* **TASK REQUIREMENTS**
Find every line in the entries below that contains the word "stripe", and copy each of those lines.

----------

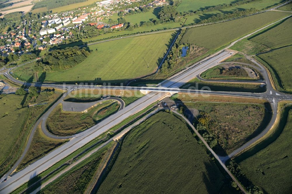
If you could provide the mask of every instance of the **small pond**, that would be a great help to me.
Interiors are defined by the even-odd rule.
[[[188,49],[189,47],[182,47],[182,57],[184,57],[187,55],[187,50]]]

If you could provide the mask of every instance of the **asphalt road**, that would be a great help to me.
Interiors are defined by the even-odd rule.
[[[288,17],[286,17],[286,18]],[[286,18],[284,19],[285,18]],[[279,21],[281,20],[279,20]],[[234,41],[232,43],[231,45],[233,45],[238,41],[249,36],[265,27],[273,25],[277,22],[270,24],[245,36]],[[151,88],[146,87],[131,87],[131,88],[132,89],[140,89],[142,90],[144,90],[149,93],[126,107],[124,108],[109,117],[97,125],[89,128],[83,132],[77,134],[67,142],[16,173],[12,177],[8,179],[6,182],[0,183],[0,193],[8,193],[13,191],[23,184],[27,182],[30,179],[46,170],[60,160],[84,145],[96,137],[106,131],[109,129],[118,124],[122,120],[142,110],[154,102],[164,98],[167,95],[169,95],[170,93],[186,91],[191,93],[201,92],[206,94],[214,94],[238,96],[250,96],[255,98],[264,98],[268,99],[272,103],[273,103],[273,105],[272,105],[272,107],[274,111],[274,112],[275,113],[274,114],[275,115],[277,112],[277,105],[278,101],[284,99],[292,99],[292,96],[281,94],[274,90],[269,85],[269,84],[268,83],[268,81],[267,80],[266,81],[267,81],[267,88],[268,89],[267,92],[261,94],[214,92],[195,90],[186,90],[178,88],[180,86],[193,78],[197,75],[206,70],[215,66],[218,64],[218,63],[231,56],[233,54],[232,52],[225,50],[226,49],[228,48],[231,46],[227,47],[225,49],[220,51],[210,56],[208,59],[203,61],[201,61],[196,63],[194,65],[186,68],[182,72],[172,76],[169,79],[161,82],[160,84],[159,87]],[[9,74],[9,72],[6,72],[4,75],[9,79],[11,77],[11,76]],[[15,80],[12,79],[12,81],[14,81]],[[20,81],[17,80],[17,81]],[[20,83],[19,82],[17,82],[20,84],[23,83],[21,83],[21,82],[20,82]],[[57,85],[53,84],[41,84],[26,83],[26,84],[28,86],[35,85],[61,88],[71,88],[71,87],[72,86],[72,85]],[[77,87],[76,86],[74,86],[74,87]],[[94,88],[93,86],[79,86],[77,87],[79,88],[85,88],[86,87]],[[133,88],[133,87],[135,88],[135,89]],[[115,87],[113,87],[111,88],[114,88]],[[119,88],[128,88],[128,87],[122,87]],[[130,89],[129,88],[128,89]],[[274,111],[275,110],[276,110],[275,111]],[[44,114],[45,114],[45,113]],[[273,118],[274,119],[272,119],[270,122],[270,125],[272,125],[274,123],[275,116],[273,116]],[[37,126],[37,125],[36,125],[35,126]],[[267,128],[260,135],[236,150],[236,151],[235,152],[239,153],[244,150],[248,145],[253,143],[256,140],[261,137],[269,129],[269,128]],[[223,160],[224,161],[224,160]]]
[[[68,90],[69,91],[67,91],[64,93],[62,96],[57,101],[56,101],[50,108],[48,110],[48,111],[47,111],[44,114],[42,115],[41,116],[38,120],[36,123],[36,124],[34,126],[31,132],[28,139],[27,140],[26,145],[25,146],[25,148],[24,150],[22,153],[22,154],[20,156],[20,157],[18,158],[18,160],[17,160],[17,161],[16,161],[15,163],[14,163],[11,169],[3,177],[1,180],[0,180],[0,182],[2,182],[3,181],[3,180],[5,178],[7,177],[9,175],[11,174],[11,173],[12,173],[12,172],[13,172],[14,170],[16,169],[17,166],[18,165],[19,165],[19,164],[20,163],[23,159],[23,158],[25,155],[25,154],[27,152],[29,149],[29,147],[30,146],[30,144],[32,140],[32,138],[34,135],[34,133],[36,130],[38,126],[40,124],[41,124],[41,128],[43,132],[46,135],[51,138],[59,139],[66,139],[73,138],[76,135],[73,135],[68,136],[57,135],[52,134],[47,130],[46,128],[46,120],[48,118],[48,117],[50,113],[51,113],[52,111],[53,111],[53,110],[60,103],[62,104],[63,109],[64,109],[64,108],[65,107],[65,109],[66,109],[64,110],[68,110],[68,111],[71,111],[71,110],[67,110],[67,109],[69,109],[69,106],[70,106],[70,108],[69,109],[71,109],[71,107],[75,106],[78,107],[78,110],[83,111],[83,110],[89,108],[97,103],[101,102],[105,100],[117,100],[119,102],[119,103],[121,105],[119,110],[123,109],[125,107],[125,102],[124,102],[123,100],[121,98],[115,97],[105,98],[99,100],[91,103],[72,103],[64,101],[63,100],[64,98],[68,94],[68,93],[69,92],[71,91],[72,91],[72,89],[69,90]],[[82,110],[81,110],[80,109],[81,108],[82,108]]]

----------

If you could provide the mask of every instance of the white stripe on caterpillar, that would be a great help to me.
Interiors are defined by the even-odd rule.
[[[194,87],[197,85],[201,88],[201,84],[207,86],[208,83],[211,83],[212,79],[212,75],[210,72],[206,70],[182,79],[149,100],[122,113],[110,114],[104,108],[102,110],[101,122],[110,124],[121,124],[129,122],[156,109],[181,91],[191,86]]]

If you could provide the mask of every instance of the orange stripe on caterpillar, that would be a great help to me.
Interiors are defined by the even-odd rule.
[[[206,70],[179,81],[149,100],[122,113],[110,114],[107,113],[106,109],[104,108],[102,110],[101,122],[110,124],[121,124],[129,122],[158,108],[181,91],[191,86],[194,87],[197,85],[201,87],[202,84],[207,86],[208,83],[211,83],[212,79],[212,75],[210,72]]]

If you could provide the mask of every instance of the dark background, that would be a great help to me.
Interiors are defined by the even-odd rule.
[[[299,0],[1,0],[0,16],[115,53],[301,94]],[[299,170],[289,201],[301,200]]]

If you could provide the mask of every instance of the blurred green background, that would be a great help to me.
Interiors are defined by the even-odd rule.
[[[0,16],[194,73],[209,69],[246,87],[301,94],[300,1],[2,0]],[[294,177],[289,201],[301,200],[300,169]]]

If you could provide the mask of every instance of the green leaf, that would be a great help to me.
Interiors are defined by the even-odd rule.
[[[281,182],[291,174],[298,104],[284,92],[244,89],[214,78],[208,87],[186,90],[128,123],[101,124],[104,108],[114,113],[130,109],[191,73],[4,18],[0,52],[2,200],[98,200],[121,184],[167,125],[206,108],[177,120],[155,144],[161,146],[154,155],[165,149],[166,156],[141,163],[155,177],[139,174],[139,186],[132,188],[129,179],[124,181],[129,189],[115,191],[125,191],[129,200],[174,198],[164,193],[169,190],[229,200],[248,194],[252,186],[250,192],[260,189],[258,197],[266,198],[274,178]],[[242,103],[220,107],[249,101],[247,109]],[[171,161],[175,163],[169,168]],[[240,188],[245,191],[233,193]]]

----------

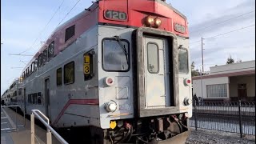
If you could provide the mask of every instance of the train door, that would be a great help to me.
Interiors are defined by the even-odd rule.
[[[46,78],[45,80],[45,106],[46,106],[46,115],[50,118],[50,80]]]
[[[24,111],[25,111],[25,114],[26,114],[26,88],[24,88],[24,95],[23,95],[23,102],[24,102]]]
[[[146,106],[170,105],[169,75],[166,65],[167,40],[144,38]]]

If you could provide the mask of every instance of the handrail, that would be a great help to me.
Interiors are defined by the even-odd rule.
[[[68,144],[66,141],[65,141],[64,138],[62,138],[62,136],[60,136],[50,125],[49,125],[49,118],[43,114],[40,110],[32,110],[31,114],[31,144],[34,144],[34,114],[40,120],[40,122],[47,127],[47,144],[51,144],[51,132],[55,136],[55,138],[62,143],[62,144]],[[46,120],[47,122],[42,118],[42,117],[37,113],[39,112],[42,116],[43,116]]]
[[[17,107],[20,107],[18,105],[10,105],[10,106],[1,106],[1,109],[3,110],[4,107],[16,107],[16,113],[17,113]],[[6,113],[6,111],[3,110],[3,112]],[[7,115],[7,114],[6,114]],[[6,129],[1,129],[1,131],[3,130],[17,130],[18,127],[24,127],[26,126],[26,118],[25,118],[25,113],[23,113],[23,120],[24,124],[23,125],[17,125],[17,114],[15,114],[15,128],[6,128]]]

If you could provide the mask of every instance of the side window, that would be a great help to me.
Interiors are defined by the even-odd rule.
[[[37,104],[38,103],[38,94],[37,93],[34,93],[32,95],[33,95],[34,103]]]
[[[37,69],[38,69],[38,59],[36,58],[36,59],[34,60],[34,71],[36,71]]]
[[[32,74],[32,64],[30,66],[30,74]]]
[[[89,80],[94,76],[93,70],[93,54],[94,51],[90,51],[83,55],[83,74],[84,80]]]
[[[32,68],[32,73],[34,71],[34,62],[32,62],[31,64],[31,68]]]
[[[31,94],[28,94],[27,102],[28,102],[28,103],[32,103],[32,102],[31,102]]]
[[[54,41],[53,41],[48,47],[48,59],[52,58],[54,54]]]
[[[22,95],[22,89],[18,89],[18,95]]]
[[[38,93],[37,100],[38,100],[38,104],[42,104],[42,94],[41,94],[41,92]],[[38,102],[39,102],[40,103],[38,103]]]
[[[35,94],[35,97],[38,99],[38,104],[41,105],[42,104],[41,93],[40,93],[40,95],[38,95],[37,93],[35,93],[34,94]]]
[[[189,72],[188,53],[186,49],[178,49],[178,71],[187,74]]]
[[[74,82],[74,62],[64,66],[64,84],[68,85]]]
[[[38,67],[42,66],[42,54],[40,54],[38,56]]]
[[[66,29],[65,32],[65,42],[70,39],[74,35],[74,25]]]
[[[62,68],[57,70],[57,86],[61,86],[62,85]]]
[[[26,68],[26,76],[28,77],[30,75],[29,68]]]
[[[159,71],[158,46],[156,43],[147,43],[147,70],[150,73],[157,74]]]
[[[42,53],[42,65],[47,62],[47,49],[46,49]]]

----------

* **EXERCISE ANSWER**
If you could provide the mask of every instance of the white stripe on caterpillar, that would be a great help to me.
If you could provide the mask of every instance of the orange stripe on caterpillar, that would be a great help to me.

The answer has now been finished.